OBJECTIVE
Pick up the article on Ray Conniff's album This Is My Song after its final sentence and keep writing it.

start EXCERPT TO READ

Compilation album by Ray Conniff
- Released: June 1967
- Genre: Easy listening
- Length: 30 minutes 32 seconds
- Label: Columbia
- Producer: Jack Gold

Ray Conniff chronology
| En Espanol! (1967) | ''This Is My Song'' (1967) | Hawaiian Album (1967) |

= This Is My Song (Ray Conniff album) =

This Is My Song is an LP album released by Columbia Records in 1967 under catalog number CS 9476, containing mostly songs from musical plays and movies.
== Chart performance ==
In 1967, Conniff had a minor hit single, "Cabaret" (No. 129 US), and after it he recorded an album featuring 1966 and 1967 hit songs.

The album debuted on Billboard magazine's Top LP's chart in the issue dated Janune 3, 1968, peaking at No. 30 during a forty-six-week run on the chart. The album debuted on Cashbox magazine's Top 100 Albums chart in the issue dated May 27, 1968, peaking at No. 25 during a seventeen-week run on the chart. The album had also proven to be successful overseas, reaching No. 25 in Germany during a three-week run on the charts. This Is My Song saw the biggest commercial success in Norway, where it reached a peak position of No. 4 over the course of a nineteen-week chart run.

end EXCERPT TO READ
start EXTRACTED MATERIAL

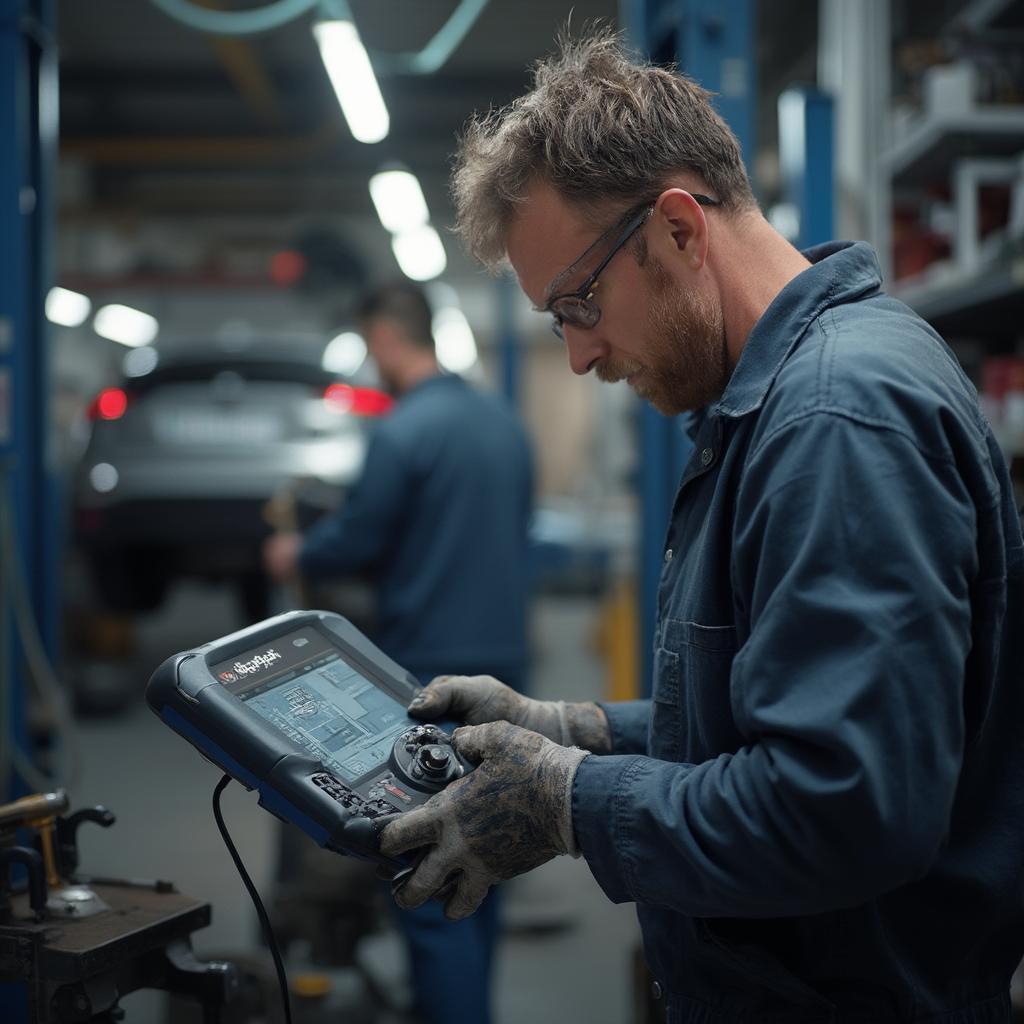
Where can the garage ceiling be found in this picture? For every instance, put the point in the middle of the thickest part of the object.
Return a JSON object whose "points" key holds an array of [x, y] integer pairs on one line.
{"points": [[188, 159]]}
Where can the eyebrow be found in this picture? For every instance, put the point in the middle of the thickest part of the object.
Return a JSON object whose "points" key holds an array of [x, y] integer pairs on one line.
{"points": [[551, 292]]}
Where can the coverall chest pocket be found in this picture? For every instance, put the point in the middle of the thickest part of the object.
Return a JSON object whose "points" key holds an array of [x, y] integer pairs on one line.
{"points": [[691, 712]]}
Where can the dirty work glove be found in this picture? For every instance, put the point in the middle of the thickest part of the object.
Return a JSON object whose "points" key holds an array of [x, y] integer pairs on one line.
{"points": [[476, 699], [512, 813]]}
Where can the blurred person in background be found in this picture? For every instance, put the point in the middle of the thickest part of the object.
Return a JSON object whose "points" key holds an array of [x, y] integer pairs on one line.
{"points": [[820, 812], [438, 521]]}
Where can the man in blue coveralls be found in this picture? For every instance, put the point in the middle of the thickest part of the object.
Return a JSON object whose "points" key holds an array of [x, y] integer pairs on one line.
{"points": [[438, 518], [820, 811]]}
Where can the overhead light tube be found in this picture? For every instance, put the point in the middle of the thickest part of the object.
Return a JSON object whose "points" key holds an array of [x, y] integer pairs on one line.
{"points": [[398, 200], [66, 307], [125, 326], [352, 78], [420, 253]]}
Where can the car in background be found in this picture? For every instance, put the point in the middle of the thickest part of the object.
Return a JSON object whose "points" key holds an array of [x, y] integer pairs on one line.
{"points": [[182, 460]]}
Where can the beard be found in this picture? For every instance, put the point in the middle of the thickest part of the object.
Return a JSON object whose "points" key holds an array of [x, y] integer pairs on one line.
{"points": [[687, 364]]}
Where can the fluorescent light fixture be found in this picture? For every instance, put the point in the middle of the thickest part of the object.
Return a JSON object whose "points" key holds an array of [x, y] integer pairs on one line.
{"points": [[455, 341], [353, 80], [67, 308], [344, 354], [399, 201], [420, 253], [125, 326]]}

end EXTRACTED MATERIAL

WRITTEN RESPONSE
== Reception ==
The album received a positive critical reception upon its release. The Daily Breeze stated that "Conniff's crew stays in the winning groove with this easy listening set." They also noted that "With a push on 'Born Free' take, Conniff goes with show tunes and big film songs in release that can't miss making the charts." Cashbox magazine described Conniff's arrangements as "zestful and contemporary as the songs themselves," also saying that the "Singers match the songs mood for mood. They concluded that "The LP should find acceptance with a wide number of listeners."

Retrospectively, Stephen Thomas Erlewine on AllMusic said that the album is "a good but unexceptional collection that combines some of Ray Conniff's biggest hits with his versions of '60s pop hits," and that "it's an entertaining sampler, featuring nice versions of 'Mame,' 'Sunrise, Sunset,' 'Cabaret,' 'Strangers in the Night,' 'What Now My Love,' 'Winchester Cathedral,' 'Georgy Girl,' 'Born Free' and the title track."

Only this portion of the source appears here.